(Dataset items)
---

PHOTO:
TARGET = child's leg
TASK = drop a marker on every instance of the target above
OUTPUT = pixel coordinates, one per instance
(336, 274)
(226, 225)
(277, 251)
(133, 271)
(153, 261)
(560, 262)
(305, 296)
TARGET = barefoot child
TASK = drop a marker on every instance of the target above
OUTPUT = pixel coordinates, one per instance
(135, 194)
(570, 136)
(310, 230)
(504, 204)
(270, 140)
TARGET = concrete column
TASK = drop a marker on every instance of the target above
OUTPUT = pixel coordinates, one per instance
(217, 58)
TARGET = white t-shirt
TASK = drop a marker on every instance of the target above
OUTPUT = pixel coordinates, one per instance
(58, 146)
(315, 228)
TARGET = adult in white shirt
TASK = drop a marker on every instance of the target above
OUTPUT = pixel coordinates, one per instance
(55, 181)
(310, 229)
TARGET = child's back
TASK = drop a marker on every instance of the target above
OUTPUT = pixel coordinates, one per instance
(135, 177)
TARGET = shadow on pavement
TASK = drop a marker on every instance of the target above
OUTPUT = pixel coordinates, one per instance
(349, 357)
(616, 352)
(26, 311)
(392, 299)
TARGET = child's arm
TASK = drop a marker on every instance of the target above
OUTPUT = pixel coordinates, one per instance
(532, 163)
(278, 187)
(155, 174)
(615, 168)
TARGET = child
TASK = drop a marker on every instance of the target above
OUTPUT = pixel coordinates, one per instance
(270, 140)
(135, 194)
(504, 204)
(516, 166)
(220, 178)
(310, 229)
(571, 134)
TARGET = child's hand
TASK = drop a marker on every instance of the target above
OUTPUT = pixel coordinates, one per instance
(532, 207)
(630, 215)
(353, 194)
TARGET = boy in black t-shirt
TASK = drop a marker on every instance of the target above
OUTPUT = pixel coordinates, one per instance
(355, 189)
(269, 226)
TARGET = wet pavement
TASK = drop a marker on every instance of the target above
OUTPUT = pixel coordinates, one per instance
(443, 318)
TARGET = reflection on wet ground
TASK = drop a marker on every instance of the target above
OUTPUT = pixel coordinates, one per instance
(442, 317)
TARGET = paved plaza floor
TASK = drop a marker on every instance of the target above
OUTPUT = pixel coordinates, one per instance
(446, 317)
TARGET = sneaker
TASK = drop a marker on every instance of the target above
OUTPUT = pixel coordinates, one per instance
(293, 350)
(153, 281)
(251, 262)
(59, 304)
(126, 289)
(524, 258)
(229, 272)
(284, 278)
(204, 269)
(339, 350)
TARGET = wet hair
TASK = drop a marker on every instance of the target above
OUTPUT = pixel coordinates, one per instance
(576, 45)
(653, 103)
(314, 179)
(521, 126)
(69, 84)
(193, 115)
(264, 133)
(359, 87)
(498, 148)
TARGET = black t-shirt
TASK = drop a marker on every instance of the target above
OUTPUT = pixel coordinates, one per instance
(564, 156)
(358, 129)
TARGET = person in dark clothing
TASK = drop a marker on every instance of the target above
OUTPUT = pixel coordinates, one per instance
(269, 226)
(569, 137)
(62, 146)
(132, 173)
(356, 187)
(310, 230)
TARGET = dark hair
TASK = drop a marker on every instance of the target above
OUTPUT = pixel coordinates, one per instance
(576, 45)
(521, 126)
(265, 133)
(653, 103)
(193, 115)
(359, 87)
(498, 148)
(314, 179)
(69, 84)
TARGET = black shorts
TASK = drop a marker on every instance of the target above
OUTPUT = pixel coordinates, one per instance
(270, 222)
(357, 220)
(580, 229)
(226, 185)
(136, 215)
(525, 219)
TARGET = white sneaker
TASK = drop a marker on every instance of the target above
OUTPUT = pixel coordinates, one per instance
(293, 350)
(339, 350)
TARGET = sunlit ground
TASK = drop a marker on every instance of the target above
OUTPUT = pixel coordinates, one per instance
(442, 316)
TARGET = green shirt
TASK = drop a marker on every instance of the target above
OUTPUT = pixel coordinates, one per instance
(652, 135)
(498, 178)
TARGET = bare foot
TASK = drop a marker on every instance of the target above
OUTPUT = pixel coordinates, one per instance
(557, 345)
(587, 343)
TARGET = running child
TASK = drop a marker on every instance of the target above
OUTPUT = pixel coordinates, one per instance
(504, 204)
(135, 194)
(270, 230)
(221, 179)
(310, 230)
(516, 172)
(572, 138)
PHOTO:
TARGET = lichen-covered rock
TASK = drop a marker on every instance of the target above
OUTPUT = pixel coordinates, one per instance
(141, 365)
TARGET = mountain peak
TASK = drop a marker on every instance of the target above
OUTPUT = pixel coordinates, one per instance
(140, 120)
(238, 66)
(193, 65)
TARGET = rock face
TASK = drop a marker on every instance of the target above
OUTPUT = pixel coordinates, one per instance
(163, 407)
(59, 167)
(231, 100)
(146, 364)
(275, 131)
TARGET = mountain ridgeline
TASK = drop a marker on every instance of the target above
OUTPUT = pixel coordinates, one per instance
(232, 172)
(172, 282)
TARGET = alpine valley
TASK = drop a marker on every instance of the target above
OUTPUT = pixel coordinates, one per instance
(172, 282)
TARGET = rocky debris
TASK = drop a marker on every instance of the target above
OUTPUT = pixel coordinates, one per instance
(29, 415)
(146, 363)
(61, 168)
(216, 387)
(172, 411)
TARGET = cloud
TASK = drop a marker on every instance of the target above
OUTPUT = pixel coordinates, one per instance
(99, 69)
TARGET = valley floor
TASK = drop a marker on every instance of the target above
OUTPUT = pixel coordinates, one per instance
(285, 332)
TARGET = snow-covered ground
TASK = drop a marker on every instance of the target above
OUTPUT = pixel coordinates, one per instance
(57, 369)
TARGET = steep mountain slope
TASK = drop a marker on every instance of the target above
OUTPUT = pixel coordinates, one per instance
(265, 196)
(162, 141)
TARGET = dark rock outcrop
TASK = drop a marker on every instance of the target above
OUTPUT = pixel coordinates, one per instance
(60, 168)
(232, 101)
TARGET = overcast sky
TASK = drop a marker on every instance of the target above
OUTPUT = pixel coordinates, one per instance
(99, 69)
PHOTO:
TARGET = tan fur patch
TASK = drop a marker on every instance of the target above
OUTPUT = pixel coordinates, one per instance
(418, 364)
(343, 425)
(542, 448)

---

- What you have to do
Copy down the whole of the data above, matching it exactly.

- Result for this task
PHOTO:
TARGET = child's leg
TASK = drop a marker on every instance of the target above
OUTPUT = pixel coordinates, one per instance
(336, 274)
(226, 225)
(277, 251)
(133, 271)
(153, 261)
(560, 262)
(305, 296)
TARGET = barefoot child
TASK = drop a marker on every instance of the target above
OUTPUT = pixel coordinates, one per instance
(135, 194)
(570, 136)
(310, 230)
(504, 204)
(270, 140)
TARGET = concrete column
TASK = drop a marker on every instance of the target above
OUTPUT = pixel coordinates, one per instance
(217, 58)
TARGET = white t-shirt
TASK = drop a marker on every instance of the target above
OUTPUT = pixel coordinates, one per instance
(58, 146)
(315, 228)
TARGET = adult in white shirt
TASK = drop a marker on every instance of the target above
OUTPUT = pixel coordinates, one per instance
(55, 181)
(310, 229)
TARGET = child's back
TASK = drop a marker on every instance of the target above
OUTPUT = pixel coordinates, one per instance
(135, 177)
TARGET = shadow on pavement
TASK = drop a marker on every instance of the target above
OUTPUT = pixel coordinates, one per instance
(349, 357)
(616, 352)
(26, 311)
(392, 299)
TARGET = child's arm
TASK = drop a marker on every instance of the target above
OUTPUT = pixel coordinates, one per instance
(532, 163)
(278, 187)
(155, 174)
(615, 168)
TARGET = child
TASK = drop a marker on every instance of the target above
OUTPUT = pixel coordinates, one per instance
(270, 140)
(135, 194)
(504, 204)
(516, 166)
(220, 178)
(310, 229)
(571, 134)
TARGET = child's hand
TASK = drop a marker on every instance of the target above
OUTPUT = pixel coordinates, one per instance
(532, 207)
(630, 215)
(353, 194)
TARGET = boy in black t-shirt
TASK = drop a marker on every instance of the target above
OUTPUT = pixel coordinates, one per instance
(355, 189)
(269, 226)
TARGET = wet pavement
TASK = drop a marker on every instance of the target above
OUTPUT = pixel coordinates, one per instance
(443, 318)
TARGET = reflection on wet ground
TASK = drop a marker on every instance of the target above
OUTPUT = pixel coordinates, one per instance
(442, 317)
TARGET = paved plaza floor
TASK = drop a marker on every instance of the target above
OUTPUT = pixel coordinates, one per instance
(446, 317)
TARGET = sneaker
TASK = drop a marker on every instance of the target above
OUTPUT = pixel coordinates, one per instance
(293, 350)
(153, 281)
(251, 262)
(59, 304)
(126, 289)
(524, 258)
(229, 272)
(284, 278)
(204, 269)
(339, 350)
TARGET = wet hair
TASK = drop a marker on every instance of the target above
OUTPUT = pixel coordinates, one per instance
(576, 45)
(653, 103)
(314, 179)
(521, 126)
(69, 84)
(193, 115)
(264, 133)
(359, 87)
(498, 148)
TARGET = black t-shirt
TASK = drop a marker on every instance of the target above
OUTPUT = pixel coordinates, one per instance
(564, 156)
(358, 129)
TARGET = person in dark clothing
TASK = drop a marker on every instance of the target above
OUTPUT = pixel coordinates, one per instance
(269, 226)
(569, 137)
(62, 146)
(132, 173)
(356, 187)
(310, 230)
TARGET = dark hair
TASK = drop a marker on every instance of the target above
OUTPUT = pixel coordinates, one per instance
(576, 45)
(521, 126)
(265, 133)
(653, 103)
(193, 115)
(359, 87)
(498, 148)
(314, 179)
(69, 84)
TARGET = black shorts
TASK = drop a marker on every instance of the target above
OUTPUT = pixel coordinates, one per instance
(270, 222)
(357, 220)
(580, 229)
(226, 185)
(136, 215)
(525, 219)
TARGET = white sneaker
TASK = drop a marker on every instance of the target above
OUTPUT = pixel coordinates, one per instance
(293, 350)
(339, 350)
TARGET = sunlit ground
TASK = drop a marker on every instance of the target above
OUTPUT = pixel coordinates, one per instance
(442, 316)
TARGET = green shirt
TASK = drop a marker on every instance of the target above
OUTPUT = pixel coordinates, one per instance
(652, 135)
(498, 178)
TARGET = bare foot
TASK = drop a marker on every instance of the target above
OUTPUT = pixel coordinates, one per instance
(557, 345)
(587, 343)
TARGET = running child
TASK = drop a marker on every instance of the target above
OUTPUT = pixel coordinates, one per instance
(504, 204)
(135, 194)
(270, 230)
(221, 179)
(310, 230)
(516, 172)
(572, 138)
PHOTO:
TARGET = lichen-covered rock
TASK = drop a marker on every instance of the target above
OUTPUT = pixel coordinates, one per instance
(141, 365)
TARGET = mountain peak
TASK = drop a marker on every instance of the target above
OUTPUT = pixel coordinates, one per instance
(140, 120)
(238, 66)
(193, 65)
TARGET = rock face
TASK = drop a marker on every instance of the target above
OUTPUT = pixel coordinates, one per instance
(163, 407)
(59, 167)
(231, 100)
(146, 364)
(275, 131)
TARGET = mountain ridgeline
TASK = drop a marker on every instance of the target above
OUTPUT = pixel coordinates, one per instance
(232, 172)
(172, 282)
TARGET = alpine valley
TASK = drop a marker on every instance of the target above
OUTPUT = pixel coordinates, one per instance
(172, 282)
TARGET = rocky debris
TASK = drop a marker on every instance of the target above
OUTPUT = pixel coordinates, one per instance
(29, 415)
(146, 363)
(61, 168)
(216, 387)
(172, 411)
TARGET = cloud
TASK = drop a marker on every instance of the target above
OUTPUT = pixel coordinates, one per instance
(99, 69)
TARGET = valley floor
TASK = drop a marker on every instance of the target above
OUTPUT = pixel coordinates, one per instance
(285, 332)
TARGET = snow-covered ground
TASK = drop a marker on every instance of the target above
OUTPUT = pixel coordinates, one per instance
(57, 369)
TARGET = steep mountain slope
TASK = drop a marker on every instance of the target above
OUTPUT = pixel coordinates, one per instance
(265, 196)
(162, 141)
TARGET = dark rock outcrop
TASK = drop a marker on every instance of the target above
OUTPUT = pixel coordinates, one per instance
(60, 168)
(232, 101)
TARGET = overcast sky
TASK = drop a marker on every instance of the target above
OUTPUT = pixel coordinates, one per instance
(99, 69)
PHOTO:
TARGET = tan fur patch
TASK = drop a marker on every instance of the target above
OUTPUT = pixel coordinates, one per instance
(418, 364)
(343, 425)
(542, 448)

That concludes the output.